Point labeling examples:

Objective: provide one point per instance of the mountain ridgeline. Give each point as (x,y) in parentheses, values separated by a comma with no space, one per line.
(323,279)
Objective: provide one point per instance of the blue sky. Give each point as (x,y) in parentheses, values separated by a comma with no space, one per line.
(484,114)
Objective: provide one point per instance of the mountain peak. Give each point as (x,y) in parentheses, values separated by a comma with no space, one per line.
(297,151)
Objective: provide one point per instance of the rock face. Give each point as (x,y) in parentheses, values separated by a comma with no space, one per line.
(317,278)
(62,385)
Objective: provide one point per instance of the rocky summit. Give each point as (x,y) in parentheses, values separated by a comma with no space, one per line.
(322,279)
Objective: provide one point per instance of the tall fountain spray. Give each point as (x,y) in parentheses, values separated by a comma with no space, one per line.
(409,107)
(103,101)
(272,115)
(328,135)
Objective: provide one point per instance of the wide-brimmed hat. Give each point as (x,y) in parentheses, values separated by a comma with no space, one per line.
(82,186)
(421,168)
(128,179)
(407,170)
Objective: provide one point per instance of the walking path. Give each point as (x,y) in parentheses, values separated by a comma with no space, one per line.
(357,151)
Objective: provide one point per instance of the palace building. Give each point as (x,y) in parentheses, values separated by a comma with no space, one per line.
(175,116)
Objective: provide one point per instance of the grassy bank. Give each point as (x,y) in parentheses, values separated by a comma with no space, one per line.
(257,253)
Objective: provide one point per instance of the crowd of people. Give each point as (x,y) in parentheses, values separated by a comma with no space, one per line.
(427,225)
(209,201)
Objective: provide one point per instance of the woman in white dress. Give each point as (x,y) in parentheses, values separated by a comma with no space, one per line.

- [To be done] Please recast everything from the line containing "Objective: provide one point per instance of the grassy" down through the last line of the items above as a JSON list of strings, one string per line, skipping any blank lines.

- [Problem solution]
[
  "Objective: provide one point per instance of the grassy bank. Give each point as (x,y) in parentheses, values separated by a comma with no space, one per line.",
  "(257,253)",
  "Objective: provide one point per instance of the crowd of people. Give each point as (x,y) in parentheses, values separated by a comma with no space, one per line.",
  "(427,225)",
  "(209,201)",
  "Objective: provide one point per instance of the woman in white dress. Give each point as (x,y) in parentheses, values separated by a comma with no space, one per line."
]